Copy the records below word for word, keeping every line in its original order.

[start LISTING]

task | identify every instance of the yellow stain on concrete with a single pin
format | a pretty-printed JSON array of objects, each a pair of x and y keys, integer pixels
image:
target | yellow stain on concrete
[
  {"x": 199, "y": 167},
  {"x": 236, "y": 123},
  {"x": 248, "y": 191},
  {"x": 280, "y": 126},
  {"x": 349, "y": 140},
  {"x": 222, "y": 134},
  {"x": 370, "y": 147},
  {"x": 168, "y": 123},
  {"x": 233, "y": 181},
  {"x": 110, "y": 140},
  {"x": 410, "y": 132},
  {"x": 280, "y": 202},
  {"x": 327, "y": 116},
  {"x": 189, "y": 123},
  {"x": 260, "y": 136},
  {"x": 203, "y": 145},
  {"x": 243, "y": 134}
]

[end LISTING]

_RESPONSE TO THE EXERCISE_.
task | identify every instance of the yellow stain on concrete with a single pin
format | a pretty-printed JSON array of objects, each a pair of x and y keys, integer pixels
image:
target | yellow stain on concrete
[
  {"x": 199, "y": 167},
  {"x": 236, "y": 123},
  {"x": 248, "y": 191},
  {"x": 280, "y": 126},
  {"x": 349, "y": 140},
  {"x": 222, "y": 134},
  {"x": 370, "y": 147},
  {"x": 168, "y": 123},
  {"x": 233, "y": 181},
  {"x": 110, "y": 140},
  {"x": 410, "y": 132},
  {"x": 280, "y": 202},
  {"x": 327, "y": 116},
  {"x": 189, "y": 123},
  {"x": 260, "y": 136},
  {"x": 203, "y": 145},
  {"x": 243, "y": 134}
]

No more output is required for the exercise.